Directions:
From the excerpt on quality control and quality assurance, reproduce verbatim the part that opens with the words containing "The THEPCA study" and closes with "all research projects.".

Selected excerpt:

Quality Control and Quality Assurance

Summary Monitoring Plan

The ARCTU will ensure that the project is carried out in accordance with the Research Governance Framework. All research team members will have GCP training before the research commences to ensure every aspect from trial design to dissemination is carried out in line with these principles. GCP is an international quality standard that is provided by the International Conference on Harmonisation (ICH), an international body that defines standards, which governments can transpose into regulations for clinical trials involving human subjects.

Audit and Inspection

The definition for auditing from section 1.6 of the ICH GCP Guideline is as follows: “A systematic and independent examination of trial related activities and documents to determine whether the evaluated trial related activities were conducted, and the data were recorded, analysed and accurately reported according to the protocol, sponsor's standard operating procedures (SOPs), Good Clinical Practice (GCP), and the applicable regulatory requirement(s).”

The THEPCA study may receive an audit by any of methods listed below:

1. A project may be identified via the risk assessment process.

2. An individual investigator or department may request an audit.

3. A project may be identified via an allegation of research misconduct or fraud, or a suspected breach of regulations.

4. Projects may be selected at random. The Department of Health states that Trusts should be auditing a minimum of 10% of all research projects.

5. Projects may be randomly selected for audit by an external organization. Internal audits will be conducted by a sponsor’s representative.

Noncompliance

Noncompliance, as described in the ICH GCP Guideline, can be defined as “a noted systematic lack of both the CI and the study staff adhering to SOPs/protocol/ICH-GCP, which leads to prolonged collection of deviations, breaches or suspected fraud.”

Noncompliance events may be captured from a variety of different sources including monitoring visits, CRFs, communications, and updates. The sponsor will maintain a log of the noncompliance events to ascertain if there are any trends developing which need to be escalated. The sponsor will assess the noncompliance events and implement a time frame of actions in which they need to be dealt with. Each action will be given a different time frame dependent on the severity. If the noncompliance events are not dealt with accordingly, the sponsor will agree on an appropriate action, including an on-site audit.

Supplied entries:
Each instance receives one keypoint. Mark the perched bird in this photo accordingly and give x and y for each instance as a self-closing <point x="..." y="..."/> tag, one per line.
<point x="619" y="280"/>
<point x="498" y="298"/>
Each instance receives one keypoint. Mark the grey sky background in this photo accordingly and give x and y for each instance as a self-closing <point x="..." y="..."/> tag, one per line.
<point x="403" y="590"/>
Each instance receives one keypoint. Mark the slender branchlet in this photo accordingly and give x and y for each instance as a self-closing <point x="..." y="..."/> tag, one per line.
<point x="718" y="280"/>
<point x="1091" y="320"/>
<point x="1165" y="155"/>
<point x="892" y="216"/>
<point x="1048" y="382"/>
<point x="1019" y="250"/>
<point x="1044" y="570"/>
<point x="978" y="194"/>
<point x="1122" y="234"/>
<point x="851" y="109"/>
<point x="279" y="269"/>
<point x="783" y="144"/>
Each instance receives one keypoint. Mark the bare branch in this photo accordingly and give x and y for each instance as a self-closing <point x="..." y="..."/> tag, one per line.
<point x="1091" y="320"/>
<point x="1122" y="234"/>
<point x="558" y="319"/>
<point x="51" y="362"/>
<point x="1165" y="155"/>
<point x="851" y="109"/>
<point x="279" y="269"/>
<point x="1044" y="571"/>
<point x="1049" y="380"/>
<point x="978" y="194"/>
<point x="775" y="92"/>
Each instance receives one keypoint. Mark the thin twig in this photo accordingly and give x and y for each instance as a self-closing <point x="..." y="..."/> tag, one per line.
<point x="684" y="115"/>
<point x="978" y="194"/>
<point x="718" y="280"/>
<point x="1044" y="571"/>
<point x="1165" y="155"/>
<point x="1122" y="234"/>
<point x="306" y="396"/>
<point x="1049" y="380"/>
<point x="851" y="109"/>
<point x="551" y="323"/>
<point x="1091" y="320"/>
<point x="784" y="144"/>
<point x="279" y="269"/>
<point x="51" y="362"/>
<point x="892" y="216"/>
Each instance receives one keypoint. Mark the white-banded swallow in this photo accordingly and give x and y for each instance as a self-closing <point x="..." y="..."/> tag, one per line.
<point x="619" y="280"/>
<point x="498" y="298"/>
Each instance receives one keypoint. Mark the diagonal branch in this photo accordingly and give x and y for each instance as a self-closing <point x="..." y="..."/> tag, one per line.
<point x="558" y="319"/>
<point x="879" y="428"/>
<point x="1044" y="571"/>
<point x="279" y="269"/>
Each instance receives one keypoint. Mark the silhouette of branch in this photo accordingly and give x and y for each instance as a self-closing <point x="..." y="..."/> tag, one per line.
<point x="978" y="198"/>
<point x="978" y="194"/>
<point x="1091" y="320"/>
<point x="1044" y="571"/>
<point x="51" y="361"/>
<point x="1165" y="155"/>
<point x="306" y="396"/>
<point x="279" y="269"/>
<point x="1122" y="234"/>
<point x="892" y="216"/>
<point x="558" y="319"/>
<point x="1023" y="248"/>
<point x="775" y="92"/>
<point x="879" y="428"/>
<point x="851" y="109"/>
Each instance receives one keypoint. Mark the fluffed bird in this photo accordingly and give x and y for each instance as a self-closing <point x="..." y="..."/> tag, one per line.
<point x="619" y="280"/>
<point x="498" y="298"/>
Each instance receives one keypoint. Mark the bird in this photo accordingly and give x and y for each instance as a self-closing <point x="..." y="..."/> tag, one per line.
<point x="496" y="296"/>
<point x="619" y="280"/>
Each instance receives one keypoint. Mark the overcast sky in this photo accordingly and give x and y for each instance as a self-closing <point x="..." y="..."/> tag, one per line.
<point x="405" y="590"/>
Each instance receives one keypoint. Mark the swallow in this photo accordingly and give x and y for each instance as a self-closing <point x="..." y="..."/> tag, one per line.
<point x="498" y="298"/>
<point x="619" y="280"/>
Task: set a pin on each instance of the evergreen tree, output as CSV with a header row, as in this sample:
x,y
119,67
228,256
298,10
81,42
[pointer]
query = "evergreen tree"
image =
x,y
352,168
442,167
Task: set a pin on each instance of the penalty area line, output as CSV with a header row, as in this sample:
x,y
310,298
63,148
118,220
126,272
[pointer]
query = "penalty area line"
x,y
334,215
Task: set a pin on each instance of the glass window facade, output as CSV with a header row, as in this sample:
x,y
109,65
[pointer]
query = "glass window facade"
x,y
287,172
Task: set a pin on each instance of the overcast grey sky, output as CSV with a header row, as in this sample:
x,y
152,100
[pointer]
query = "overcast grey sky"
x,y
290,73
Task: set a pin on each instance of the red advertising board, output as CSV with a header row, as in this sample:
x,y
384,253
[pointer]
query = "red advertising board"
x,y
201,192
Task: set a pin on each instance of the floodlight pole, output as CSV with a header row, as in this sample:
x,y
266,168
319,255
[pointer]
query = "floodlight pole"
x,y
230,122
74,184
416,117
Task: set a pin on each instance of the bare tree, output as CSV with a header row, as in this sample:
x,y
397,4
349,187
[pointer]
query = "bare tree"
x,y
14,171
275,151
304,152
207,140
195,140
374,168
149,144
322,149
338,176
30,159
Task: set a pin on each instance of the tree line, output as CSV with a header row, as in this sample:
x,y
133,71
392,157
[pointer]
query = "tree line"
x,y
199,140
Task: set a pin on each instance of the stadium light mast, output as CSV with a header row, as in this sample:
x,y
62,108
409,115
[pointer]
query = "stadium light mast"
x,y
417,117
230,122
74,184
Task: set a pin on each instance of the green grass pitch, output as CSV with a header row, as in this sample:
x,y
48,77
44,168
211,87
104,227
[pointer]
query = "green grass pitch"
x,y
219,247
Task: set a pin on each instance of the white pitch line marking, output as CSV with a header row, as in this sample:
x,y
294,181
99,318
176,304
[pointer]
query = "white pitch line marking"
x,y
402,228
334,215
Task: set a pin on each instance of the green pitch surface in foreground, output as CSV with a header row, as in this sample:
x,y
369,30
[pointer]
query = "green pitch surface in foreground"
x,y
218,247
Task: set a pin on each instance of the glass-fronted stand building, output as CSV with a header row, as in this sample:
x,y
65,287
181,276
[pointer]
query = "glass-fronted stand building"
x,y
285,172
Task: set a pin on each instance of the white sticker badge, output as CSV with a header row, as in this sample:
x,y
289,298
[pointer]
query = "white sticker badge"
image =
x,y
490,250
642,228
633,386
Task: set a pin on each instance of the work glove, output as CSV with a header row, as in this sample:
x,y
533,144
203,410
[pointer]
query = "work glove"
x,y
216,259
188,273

Written response:
The THEPCA study may receive an audit by any of methods listed below:

1. A project may be identified via the risk assessment process.

2. An individual investigator or department may request an audit.

3. A project may be identified via an allegation of research misconduct or fraud, or a suspected breach of regulations.

4. Projects may be selected at random. The Department of Health states that Trusts should be auditing a minimum of 10% of all research projects.